[Stored data entries]
--- START ---

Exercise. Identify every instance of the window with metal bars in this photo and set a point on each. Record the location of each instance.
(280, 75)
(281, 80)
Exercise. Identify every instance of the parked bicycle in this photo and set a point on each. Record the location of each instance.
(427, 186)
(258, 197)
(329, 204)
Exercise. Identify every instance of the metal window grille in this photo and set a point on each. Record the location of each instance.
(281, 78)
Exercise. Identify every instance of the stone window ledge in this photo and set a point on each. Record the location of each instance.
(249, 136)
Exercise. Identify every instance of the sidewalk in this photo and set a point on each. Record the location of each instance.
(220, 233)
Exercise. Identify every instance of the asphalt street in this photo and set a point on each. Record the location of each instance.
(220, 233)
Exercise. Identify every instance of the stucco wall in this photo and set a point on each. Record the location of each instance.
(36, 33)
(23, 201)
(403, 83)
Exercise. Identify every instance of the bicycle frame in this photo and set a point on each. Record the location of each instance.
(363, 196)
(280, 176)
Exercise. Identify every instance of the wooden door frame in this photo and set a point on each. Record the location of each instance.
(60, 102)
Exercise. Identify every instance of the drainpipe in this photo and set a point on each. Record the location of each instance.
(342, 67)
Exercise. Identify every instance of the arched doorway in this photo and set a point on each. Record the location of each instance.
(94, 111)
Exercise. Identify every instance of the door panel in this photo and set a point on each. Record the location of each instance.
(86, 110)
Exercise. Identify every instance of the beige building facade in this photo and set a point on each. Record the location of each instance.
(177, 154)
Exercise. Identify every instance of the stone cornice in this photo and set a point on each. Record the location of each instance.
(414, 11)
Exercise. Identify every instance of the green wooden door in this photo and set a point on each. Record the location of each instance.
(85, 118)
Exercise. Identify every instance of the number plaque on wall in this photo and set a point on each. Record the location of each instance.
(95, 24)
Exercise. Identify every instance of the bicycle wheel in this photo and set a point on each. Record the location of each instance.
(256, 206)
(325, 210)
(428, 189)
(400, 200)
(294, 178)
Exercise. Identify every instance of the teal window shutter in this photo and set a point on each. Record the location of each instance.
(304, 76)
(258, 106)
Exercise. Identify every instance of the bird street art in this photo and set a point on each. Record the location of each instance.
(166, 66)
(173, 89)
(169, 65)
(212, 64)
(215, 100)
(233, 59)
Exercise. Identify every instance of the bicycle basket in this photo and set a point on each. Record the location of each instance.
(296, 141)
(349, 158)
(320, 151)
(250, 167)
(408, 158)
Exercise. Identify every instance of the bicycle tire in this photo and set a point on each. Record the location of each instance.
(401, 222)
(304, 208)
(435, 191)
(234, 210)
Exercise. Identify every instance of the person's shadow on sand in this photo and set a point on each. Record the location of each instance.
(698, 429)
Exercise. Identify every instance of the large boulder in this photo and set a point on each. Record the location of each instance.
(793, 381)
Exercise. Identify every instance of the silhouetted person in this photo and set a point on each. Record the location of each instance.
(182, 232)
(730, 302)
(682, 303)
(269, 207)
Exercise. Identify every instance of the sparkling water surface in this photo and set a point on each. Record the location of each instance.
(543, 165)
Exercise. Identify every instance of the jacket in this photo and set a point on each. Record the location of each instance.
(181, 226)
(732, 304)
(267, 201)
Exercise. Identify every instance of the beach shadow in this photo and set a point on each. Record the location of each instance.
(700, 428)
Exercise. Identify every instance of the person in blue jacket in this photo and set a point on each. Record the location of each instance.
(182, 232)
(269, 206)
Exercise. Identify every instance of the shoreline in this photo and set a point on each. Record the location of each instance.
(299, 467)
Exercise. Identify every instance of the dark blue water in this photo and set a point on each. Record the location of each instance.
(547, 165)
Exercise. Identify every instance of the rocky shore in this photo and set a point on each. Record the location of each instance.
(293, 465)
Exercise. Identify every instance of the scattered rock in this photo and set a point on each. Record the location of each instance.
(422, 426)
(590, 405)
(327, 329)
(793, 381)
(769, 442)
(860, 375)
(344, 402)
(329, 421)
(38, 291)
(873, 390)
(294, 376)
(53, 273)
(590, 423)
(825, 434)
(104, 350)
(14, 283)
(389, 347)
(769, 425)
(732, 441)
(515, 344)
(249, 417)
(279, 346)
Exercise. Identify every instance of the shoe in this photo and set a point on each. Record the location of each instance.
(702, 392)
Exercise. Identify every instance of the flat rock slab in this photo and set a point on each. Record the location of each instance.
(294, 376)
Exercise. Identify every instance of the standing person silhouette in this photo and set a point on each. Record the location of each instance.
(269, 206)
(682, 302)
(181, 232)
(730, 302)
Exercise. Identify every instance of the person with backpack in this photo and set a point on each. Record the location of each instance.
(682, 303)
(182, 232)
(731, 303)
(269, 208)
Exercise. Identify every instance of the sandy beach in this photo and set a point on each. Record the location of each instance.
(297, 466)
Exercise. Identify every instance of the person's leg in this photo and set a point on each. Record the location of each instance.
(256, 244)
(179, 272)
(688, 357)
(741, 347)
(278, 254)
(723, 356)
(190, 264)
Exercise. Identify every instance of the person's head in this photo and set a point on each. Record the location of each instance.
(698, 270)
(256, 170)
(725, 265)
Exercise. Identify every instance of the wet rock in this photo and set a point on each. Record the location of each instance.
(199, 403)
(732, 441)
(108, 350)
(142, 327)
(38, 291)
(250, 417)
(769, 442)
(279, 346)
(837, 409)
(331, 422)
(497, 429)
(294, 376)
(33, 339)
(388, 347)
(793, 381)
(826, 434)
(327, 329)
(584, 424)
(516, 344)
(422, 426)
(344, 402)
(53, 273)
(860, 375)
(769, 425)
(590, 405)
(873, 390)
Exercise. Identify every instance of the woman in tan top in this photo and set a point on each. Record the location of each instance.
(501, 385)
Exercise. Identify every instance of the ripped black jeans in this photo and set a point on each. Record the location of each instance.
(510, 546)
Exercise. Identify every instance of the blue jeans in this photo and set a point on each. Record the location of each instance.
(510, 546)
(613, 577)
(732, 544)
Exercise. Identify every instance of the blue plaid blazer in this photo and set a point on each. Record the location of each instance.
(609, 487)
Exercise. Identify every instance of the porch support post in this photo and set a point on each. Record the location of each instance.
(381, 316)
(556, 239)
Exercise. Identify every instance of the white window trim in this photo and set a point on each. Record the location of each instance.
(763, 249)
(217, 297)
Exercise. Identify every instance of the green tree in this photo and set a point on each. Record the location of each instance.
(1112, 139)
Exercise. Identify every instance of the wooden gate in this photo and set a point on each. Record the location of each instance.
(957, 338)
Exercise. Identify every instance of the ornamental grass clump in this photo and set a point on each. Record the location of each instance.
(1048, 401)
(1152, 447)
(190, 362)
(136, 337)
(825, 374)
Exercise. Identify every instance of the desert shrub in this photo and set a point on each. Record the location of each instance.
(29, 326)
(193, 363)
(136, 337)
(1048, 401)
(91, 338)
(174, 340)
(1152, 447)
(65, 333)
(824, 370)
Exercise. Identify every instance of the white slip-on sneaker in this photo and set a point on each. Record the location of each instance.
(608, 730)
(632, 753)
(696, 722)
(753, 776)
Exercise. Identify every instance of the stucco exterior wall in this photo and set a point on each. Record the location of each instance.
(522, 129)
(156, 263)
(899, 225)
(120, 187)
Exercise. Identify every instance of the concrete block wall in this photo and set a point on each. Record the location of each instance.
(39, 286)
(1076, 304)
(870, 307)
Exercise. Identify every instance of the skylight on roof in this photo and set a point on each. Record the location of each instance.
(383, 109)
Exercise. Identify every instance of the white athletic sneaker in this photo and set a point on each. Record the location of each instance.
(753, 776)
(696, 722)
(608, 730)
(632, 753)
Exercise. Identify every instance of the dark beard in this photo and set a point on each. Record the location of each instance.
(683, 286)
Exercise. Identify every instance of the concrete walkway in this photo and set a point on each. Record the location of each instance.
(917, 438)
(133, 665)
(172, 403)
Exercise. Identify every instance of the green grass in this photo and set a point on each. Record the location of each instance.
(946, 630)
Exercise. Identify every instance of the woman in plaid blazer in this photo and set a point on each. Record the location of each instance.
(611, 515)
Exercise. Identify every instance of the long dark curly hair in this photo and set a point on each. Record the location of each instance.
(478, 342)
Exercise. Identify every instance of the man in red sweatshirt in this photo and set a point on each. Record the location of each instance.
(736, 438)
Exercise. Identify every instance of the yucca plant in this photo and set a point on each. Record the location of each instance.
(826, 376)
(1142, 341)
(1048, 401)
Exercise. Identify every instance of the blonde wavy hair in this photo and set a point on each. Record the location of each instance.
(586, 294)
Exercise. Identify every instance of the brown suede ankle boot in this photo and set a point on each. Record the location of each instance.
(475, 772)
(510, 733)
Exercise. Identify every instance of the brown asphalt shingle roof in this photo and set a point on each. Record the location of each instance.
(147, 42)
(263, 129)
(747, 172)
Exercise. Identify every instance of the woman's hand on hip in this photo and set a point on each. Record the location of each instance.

--- END ---

* _PROBLEM DESCRIPTION_
Only the lines from the one containing "Exercise. Identify every instance of the yucca" through the final line above should be duplicated, exactly as they stand.

* _OUTPUT OF THE TASK_
Exercise. Identify every instance of the yucca plant in this photo and set a point on each. Record the location of each instance.
(826, 376)
(1142, 341)
(1048, 401)
Exercise. Identify every instance of the blonde wavy hair in this photo and set a point on each. Record the location of each instance.
(586, 294)
Exercise. Identify every instance of the brown suede ankle boot in this photo and set a point on each. Record the location of each instance.
(475, 772)
(510, 733)
Exercise. Identify every instance of the brown asphalt shingle roof in this photo and set a point on each. Record the location of each instance.
(147, 42)
(263, 129)
(747, 172)
Exercise. Identify every instance of the woman's hand on hip in this photo and set a point on each. Record the location of each instance.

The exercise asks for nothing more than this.